Pull out every line of the material below that contains the string "tree", and copy each of those lines unchanged. Case counts.

_ _ _ _ _

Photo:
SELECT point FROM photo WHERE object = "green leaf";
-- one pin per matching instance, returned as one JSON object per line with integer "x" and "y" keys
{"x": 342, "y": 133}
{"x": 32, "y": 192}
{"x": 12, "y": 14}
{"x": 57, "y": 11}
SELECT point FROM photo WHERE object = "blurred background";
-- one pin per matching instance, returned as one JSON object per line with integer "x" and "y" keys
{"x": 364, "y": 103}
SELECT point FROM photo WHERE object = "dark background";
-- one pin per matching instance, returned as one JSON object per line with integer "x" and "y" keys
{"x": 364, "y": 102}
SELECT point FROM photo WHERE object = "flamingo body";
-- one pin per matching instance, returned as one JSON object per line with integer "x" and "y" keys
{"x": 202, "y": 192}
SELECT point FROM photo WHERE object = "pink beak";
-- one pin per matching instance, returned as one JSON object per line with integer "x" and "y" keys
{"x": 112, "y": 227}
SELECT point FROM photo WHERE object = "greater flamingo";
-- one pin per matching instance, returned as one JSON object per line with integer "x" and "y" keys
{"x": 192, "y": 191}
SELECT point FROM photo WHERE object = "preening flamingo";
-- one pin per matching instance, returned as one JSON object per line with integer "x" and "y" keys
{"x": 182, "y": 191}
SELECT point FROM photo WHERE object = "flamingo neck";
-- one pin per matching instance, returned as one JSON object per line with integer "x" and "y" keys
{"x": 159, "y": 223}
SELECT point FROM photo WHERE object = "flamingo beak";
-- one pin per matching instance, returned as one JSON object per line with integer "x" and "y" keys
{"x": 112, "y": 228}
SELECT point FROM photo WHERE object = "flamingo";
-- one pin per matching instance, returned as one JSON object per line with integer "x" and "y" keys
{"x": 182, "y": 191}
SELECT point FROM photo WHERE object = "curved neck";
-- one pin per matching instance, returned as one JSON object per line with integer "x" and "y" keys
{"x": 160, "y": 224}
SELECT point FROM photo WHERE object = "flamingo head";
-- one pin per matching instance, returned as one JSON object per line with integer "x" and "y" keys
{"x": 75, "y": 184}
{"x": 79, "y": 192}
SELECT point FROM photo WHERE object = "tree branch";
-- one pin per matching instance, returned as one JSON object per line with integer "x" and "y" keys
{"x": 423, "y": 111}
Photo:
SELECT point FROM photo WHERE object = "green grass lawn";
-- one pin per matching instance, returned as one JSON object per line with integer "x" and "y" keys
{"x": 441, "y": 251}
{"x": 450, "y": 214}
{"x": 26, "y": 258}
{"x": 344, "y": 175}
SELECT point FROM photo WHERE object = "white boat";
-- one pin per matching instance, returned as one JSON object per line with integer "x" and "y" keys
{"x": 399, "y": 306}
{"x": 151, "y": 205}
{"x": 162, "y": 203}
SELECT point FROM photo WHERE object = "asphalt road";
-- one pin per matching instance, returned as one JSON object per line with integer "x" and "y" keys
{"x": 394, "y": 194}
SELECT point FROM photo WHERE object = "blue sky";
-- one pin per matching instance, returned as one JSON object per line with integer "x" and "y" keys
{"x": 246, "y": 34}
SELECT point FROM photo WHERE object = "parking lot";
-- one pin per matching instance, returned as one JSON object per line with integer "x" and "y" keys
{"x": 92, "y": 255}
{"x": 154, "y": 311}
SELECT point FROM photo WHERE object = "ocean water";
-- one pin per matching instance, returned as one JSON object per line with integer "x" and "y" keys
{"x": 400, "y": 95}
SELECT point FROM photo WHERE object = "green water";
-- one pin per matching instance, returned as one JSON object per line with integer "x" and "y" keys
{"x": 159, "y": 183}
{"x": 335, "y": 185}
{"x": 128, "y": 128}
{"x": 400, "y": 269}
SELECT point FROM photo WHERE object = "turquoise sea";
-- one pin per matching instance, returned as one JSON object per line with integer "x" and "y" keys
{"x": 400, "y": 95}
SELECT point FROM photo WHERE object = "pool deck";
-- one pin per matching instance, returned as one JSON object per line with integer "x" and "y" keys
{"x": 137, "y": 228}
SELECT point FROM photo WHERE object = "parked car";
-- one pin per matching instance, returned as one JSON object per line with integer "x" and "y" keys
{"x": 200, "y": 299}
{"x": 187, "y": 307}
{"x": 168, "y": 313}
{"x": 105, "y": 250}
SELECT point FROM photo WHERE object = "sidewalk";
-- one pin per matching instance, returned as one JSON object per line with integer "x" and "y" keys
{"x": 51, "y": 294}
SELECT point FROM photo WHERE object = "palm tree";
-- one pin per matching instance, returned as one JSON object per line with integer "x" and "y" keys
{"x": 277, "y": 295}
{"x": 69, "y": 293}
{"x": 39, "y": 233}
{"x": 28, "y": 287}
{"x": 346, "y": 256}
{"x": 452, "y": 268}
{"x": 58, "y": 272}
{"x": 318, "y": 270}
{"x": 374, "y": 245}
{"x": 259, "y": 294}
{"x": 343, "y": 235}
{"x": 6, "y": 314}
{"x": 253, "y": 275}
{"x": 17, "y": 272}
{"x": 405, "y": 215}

_ _ _ _ _

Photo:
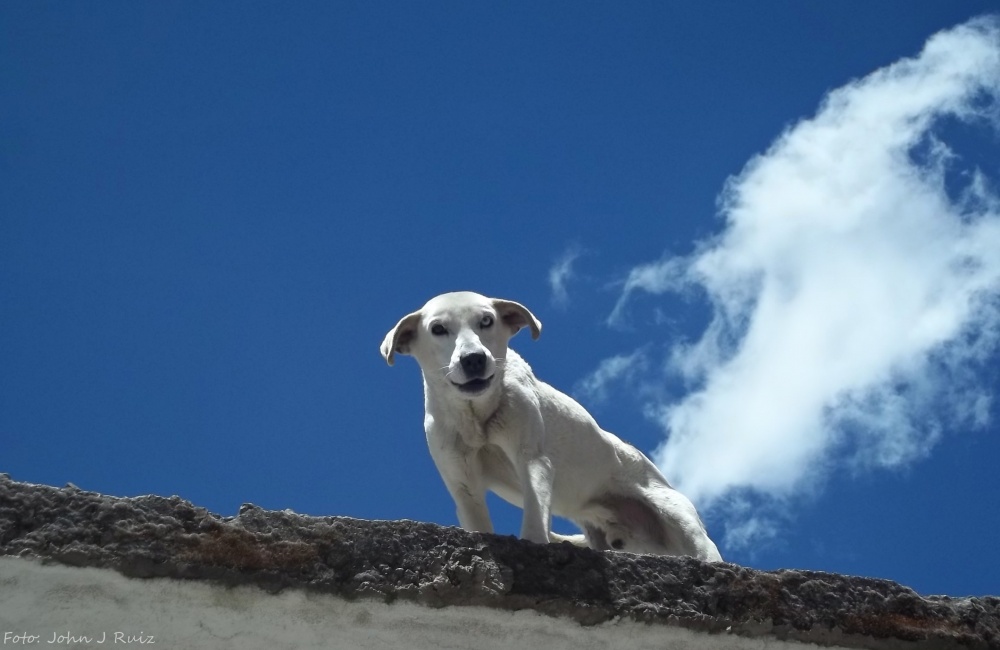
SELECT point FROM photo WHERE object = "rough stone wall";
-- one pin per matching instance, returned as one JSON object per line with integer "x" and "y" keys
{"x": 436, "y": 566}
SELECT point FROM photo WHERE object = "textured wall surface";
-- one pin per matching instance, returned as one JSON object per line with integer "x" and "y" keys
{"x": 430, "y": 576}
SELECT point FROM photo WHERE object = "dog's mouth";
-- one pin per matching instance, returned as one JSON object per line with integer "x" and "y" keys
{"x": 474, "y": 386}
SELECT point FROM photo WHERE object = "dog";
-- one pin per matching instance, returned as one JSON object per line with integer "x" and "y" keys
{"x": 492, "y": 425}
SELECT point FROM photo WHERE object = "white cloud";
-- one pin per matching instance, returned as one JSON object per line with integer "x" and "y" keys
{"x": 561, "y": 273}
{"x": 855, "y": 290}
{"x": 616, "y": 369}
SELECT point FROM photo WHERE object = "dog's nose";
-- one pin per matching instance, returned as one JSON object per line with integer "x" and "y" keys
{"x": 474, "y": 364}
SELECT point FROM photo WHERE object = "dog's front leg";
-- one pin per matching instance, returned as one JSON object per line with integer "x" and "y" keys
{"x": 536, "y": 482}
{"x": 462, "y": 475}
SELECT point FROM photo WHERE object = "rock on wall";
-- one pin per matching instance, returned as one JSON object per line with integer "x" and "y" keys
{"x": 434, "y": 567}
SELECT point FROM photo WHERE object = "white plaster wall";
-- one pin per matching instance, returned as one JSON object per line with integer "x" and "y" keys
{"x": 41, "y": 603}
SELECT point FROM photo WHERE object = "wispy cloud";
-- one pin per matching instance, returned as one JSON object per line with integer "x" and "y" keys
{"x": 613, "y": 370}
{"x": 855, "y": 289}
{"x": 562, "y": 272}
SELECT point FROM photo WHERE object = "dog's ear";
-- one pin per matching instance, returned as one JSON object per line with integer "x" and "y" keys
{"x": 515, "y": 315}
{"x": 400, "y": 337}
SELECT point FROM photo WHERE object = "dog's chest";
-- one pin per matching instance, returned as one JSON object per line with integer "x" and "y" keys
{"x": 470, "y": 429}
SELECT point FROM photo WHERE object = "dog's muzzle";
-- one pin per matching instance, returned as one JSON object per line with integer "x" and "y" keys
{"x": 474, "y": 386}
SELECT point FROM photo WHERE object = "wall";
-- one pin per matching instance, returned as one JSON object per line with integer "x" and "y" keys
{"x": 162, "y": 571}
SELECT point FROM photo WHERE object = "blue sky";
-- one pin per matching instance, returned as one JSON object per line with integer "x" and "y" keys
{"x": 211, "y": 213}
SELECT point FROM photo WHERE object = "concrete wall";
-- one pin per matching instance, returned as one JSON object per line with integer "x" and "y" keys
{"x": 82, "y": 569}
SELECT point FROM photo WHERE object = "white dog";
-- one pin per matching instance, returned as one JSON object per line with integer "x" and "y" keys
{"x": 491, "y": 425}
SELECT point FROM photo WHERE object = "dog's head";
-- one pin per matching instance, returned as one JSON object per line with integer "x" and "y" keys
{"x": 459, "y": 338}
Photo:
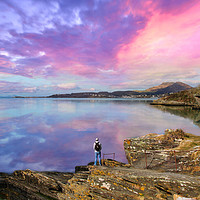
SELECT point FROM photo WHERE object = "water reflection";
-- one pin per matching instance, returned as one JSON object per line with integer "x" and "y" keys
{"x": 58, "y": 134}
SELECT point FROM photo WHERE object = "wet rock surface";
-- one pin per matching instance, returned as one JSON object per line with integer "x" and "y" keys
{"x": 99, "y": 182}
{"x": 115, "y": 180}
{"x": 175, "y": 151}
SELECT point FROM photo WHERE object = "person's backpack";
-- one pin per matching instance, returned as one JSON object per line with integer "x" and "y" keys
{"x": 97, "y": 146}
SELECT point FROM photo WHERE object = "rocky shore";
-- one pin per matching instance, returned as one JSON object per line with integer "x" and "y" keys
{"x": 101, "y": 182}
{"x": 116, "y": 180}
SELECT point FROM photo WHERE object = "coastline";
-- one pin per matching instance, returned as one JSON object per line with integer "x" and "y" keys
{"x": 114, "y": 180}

_ _ _ _ _

- _COMPLETED TASK_:
SELECT point FROM photo WHERE object = "tree branch";
SELECT point FROM photo WHERE object = "palm tree";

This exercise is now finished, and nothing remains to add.